Problem to solve> Rewrite the lines below, replacing each "drop a dot" with "place a point" and leaving everything else unchanged. Omit the pictures from your answer.

Recorded data>

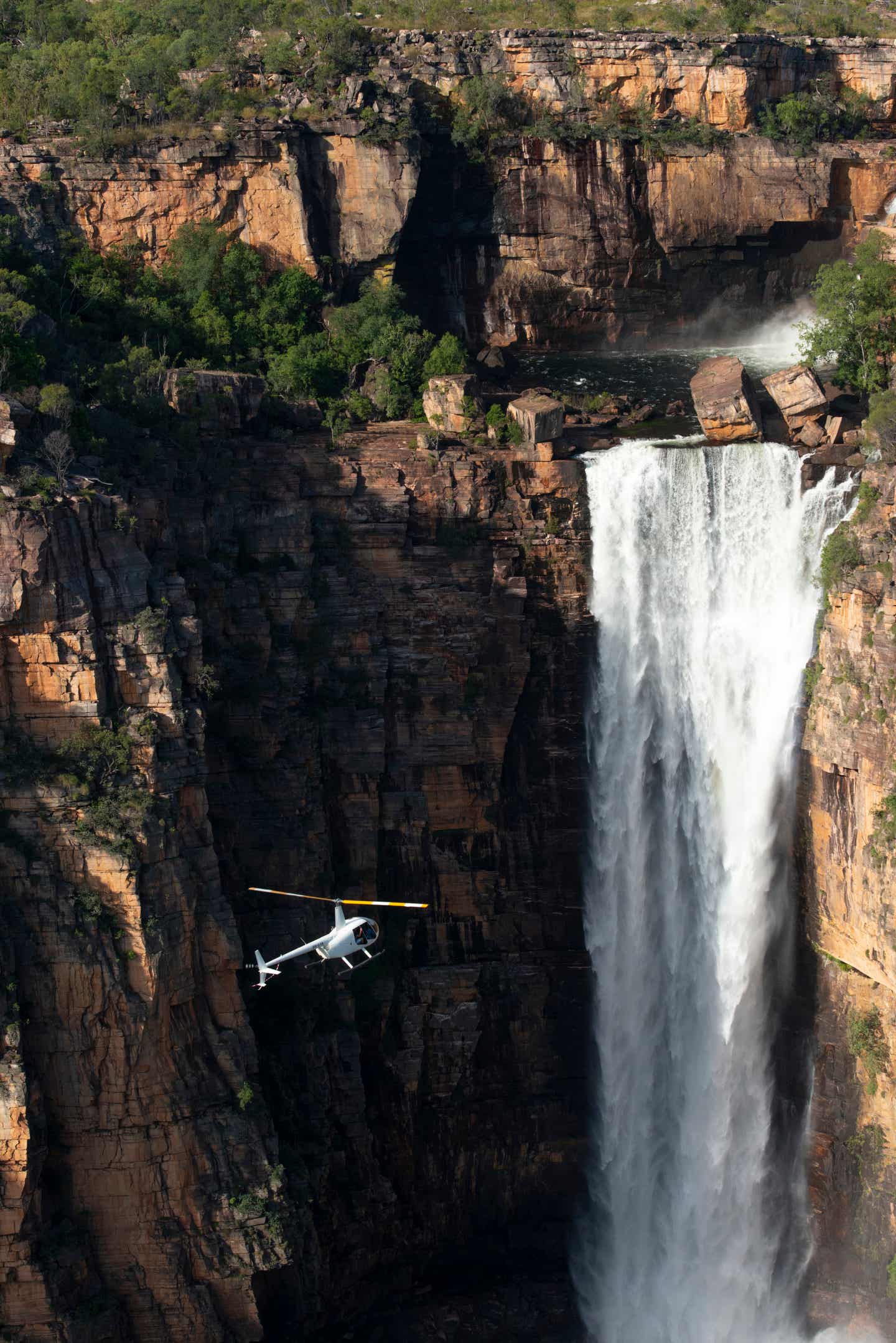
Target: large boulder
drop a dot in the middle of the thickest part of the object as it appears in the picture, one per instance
(217, 401)
(724, 401)
(14, 419)
(539, 417)
(798, 395)
(449, 402)
(497, 362)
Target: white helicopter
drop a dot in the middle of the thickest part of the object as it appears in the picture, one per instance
(347, 938)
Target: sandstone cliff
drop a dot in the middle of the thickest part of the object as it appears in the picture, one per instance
(847, 860)
(394, 645)
(546, 241)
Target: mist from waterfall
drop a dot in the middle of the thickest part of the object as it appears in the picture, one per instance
(704, 597)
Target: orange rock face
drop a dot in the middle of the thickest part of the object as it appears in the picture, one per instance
(263, 190)
(125, 1040)
(847, 861)
(401, 642)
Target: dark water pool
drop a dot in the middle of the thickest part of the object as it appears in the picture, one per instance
(664, 375)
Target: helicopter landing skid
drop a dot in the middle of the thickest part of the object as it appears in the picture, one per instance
(351, 967)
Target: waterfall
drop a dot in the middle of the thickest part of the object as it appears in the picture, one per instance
(704, 597)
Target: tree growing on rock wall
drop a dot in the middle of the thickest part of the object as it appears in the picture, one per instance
(856, 325)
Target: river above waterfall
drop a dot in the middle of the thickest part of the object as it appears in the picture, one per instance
(663, 375)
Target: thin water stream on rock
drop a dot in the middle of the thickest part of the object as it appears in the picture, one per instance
(704, 597)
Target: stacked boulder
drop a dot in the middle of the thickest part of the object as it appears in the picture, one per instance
(450, 402)
(724, 401)
(802, 403)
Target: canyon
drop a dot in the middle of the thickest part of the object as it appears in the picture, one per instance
(546, 242)
(365, 669)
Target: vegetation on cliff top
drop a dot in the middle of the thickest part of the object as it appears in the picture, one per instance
(113, 69)
(103, 330)
(856, 325)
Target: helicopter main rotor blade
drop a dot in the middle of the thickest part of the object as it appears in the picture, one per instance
(393, 904)
(330, 900)
(297, 895)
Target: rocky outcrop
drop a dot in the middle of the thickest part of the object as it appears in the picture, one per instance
(297, 197)
(221, 402)
(546, 241)
(800, 398)
(847, 869)
(540, 418)
(724, 401)
(367, 680)
(723, 82)
(554, 243)
(125, 1039)
(449, 402)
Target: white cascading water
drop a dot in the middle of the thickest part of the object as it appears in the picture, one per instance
(704, 597)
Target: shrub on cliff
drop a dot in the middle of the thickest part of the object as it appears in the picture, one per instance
(824, 115)
(488, 108)
(856, 302)
(839, 556)
(880, 426)
(867, 1041)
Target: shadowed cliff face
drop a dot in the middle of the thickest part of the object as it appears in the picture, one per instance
(847, 861)
(543, 242)
(401, 647)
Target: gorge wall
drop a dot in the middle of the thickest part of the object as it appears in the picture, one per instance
(401, 649)
(540, 241)
(847, 863)
(368, 673)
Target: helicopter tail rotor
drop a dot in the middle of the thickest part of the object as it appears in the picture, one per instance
(264, 970)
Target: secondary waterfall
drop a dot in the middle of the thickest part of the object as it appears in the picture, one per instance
(704, 596)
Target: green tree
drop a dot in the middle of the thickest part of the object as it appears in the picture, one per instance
(446, 356)
(856, 302)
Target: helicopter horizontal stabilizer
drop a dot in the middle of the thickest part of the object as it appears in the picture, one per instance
(264, 970)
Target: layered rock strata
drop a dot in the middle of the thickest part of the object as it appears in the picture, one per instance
(847, 851)
(544, 241)
(367, 680)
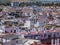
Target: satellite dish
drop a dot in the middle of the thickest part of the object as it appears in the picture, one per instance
(1, 31)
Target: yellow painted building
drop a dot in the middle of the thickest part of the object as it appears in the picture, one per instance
(20, 0)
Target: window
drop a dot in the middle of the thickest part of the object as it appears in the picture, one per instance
(14, 31)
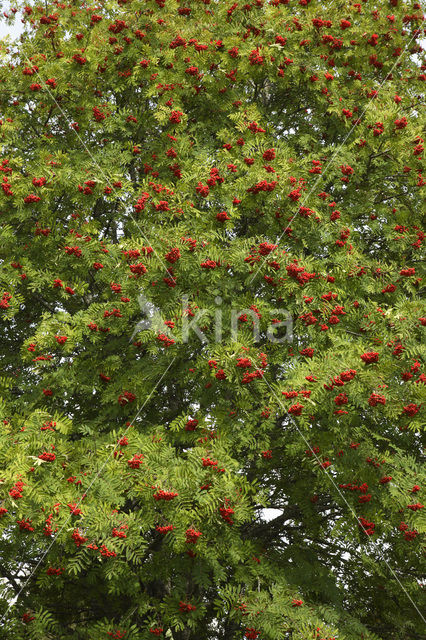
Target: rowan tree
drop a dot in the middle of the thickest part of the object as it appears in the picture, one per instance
(210, 305)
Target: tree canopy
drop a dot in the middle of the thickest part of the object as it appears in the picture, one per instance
(210, 306)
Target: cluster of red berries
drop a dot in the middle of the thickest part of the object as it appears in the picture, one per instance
(125, 398)
(136, 461)
(186, 607)
(165, 495)
(16, 491)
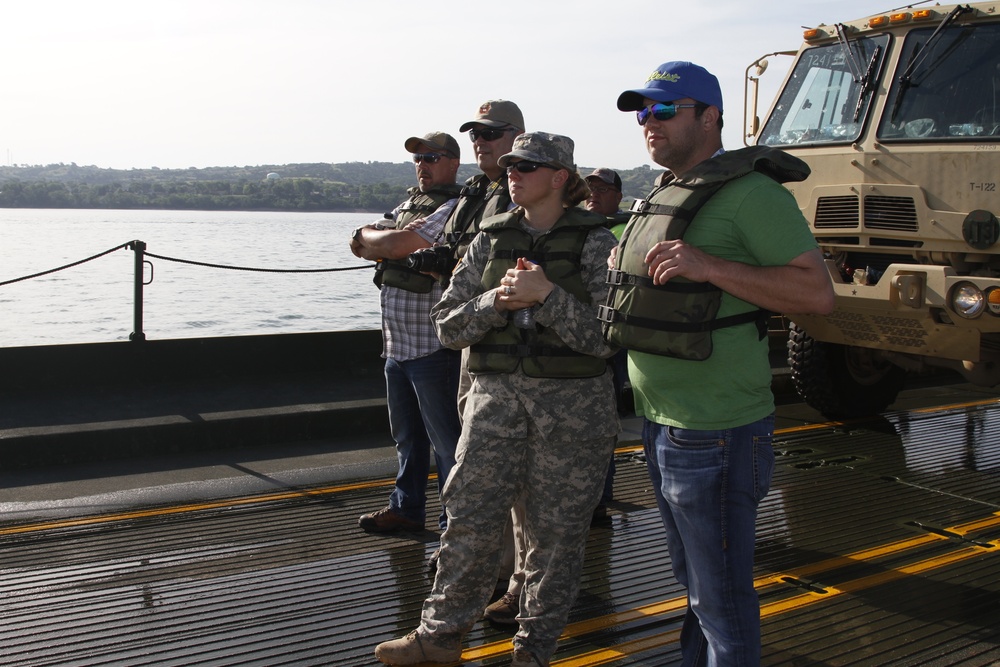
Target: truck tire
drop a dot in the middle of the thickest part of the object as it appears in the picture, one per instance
(839, 381)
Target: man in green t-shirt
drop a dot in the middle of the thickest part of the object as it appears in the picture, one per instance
(709, 420)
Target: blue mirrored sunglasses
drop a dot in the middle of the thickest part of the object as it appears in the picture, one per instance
(660, 111)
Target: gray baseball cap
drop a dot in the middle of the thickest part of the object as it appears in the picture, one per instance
(438, 141)
(496, 113)
(543, 147)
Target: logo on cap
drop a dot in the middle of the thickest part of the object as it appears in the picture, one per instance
(663, 76)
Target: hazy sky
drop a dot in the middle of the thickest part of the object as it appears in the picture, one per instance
(202, 83)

Expected output>
Target: large boulder
place a point in the middle of the thickest part of the object as it appears in the picture, one per instance
(217, 401)
(724, 401)
(14, 419)
(539, 417)
(798, 395)
(449, 402)
(497, 362)
Target: white helicopter
place a point in the middle of the thickest part of the object as it appears in the picture, one per instance
(347, 938)
Target: sandstone cliff
place a point in the middle of the thickest part of the object as it appears in the picture, one per instance
(847, 860)
(394, 645)
(546, 241)
Target: mist from waterfall
place a point in the middle of the thickest part of the object as it appears in the picture, one per instance
(704, 597)
Target: orange rock face
place a point in the middle of the thickest part of the object as it appears in the picture, one per instance
(263, 190)
(125, 1040)
(847, 861)
(401, 642)
Target: dark water pool
place a point in the middle of the thickest part of the object as it appears in the picture, one per instance
(664, 375)
Target: helicopter landing skid
place a point in the middle of the thickest part of the object as it appears in the picture, one per instance
(351, 967)
Target: waterfall
place a point in the middle of the thickest part of the object as it appears in the picture, one per instance
(704, 597)
Target: tree growing on rock wall
place a point in the middle of the thickest part of the object as it appears in the picture, one per instance
(856, 325)
Target: river above waterfall
place a point in the middle of the thickest part of the object as it appears in the picture, one per instance
(663, 375)
Target: thin water stream on rock
place a point in the middle of the thickest part of the object as it appears in the picture, one per instance
(704, 597)
Target: stacked boulder
place a point in the middle of the thickest part of the object as it appears in the picture, one per instance
(450, 402)
(724, 401)
(802, 403)
Target: canyon
place a point in the middle of the thickest part of the object as it appears in the picture, one per instance
(546, 242)
(365, 669)
Target: vegetation on cliff top
place a point in the middle of the thickest part of the object as it appears in the picture, one per instance
(113, 69)
(103, 330)
(856, 325)
Target: helicopter main rotor blade
place a point in the middle of the thickest part of the object as it appears in the picture, one per instance
(393, 904)
(330, 900)
(297, 895)
Target: rocky outcrop
place a point in the middle of the thickest part of the object as it appears in the picture, one per instance
(297, 197)
(221, 402)
(546, 241)
(800, 398)
(847, 869)
(540, 418)
(724, 401)
(367, 680)
(723, 82)
(554, 243)
(125, 1039)
(449, 402)
Target: white cascading water
place a point in the middle of the thickest part of the object as it appears in the picture, one per instance
(704, 597)
Target: shrub on cliff
place a point in the middle of the thickest part of the object as it appears in the picture, one per instance
(824, 115)
(488, 108)
(856, 302)
(839, 556)
(880, 426)
(867, 1041)
Target: shadowed cliff face
place a point in the middle of the thickest part of the object as it appears in the picture, one per instance
(847, 861)
(543, 242)
(401, 647)
Target: gorge wall
place a point in the middle of the thickest part of the object as it appears in the picture, one per instance
(401, 649)
(540, 241)
(847, 863)
(368, 673)
Target: helicopter tail rotor
place a point in the middle of the thickest part of the object as it appears in the picture, one per instance
(264, 970)
Target: secondary waterfall
place a point in the middle of the thickest part of the object as it appears in the picture, one per instance
(704, 596)
Target: green tree
place a point in the middle of the thickest part of the object as it appears in the picture, one per instance
(446, 356)
(856, 302)
Target: helicopter horizontal stabilizer
place a point in the middle of the thickest part of the object as it appears in the picture, one per instance
(264, 970)
Target: layered rock strata
place a point in the middle of the thickest part of the object as it appears in the picture, one per instance
(847, 851)
(544, 241)
(367, 680)
Target: satellite dish
place a point in the middle of the thickest part of the object as it appears in the picture, one per instance
(1, 31)
Target: yellow painted building
place a point in the middle of the thickest part of the object as it appears in the picture, one per instance
(20, 0)
Target: window
place a point in the middle of the thickest part of the object as it appears in the picture, one per instance
(14, 31)
Target: rowan tree
place a point in the middle of the thickest part of the object as it appears in the picture, one per instance
(210, 305)
Target: tree canopy
place a point in the middle of the thickest part of the object as it appears in the picture, one per instance
(210, 306)
Target: cluster of red berries
place a point in the middle of the thickest part of the object as it appears in the picture, one per instance
(125, 398)
(136, 461)
(186, 607)
(165, 495)
(16, 491)
Target: truck tire
place a point in the middle of the thickest part of the object as it appears in the picture, one per instance
(839, 381)
Target: man in green t-shirt
place a point in the middle of the thickest part of the object as it appears in the picture, one per instance
(709, 420)
Target: blue mirrored sunglasses
place a point in the middle of the thickest part of the object as it appears in the picture, one per instance
(660, 111)
Target: gray baseball cap
place a point in the middle of the thickest part of the object as it appears in the picture, one per instance
(438, 141)
(496, 113)
(543, 147)
Target: logo on cap
place a point in the middle of the thickest part of the object as it appears in the picture, one per instance
(663, 76)
Target: hazy sky
place a point in the middle of the thickest part of the object as it appears in the picture, one per instance
(202, 83)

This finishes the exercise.